— RECORDS SUPPLIED —
■ ■ ■ ■ ■

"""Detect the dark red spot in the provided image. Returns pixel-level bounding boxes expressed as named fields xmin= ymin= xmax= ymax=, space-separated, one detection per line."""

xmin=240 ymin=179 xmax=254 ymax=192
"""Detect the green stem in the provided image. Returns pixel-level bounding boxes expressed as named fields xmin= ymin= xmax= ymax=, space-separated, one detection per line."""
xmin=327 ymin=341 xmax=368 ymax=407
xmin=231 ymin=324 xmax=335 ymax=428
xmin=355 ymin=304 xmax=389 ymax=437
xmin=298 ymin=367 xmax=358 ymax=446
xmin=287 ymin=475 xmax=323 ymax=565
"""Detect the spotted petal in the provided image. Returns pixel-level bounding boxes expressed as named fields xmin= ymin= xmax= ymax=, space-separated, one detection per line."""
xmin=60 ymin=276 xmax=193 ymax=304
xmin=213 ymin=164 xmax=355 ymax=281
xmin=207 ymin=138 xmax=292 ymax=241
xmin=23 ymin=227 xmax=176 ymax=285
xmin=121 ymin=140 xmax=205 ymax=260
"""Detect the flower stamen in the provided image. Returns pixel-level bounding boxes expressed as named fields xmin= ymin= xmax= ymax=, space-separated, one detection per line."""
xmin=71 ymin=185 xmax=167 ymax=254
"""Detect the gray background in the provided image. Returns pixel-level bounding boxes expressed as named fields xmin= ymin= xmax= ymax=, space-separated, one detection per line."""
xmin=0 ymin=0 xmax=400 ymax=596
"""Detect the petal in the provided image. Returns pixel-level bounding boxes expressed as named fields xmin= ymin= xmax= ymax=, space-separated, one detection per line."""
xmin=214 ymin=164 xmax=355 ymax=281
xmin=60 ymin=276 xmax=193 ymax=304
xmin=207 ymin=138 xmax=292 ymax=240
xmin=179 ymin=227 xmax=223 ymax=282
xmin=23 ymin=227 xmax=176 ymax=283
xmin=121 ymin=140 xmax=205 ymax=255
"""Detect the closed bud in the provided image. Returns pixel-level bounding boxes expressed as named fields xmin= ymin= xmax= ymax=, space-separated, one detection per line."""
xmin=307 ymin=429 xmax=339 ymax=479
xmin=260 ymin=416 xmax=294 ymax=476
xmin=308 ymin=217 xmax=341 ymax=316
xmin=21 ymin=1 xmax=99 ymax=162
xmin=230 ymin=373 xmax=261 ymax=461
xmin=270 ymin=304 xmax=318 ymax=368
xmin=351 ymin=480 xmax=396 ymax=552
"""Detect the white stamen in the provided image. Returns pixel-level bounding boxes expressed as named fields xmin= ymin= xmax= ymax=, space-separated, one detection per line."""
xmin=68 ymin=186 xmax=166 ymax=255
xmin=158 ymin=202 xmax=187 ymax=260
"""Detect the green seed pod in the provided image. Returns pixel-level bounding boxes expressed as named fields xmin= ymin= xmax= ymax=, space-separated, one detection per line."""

■ ■ ■ ■ ■

Rewrite the lines from the line with "the gray background" to the line with "xmin=0 ymin=0 xmax=400 ymax=596", changing "gray background" to "white background" and leaving everything else as it is.

"""Detect the white background in the provided image. Returns pixel-level bounding boxes expressed as named fields xmin= ymin= xmax= ymax=, space-separated, one detection per line."""
xmin=0 ymin=0 xmax=400 ymax=596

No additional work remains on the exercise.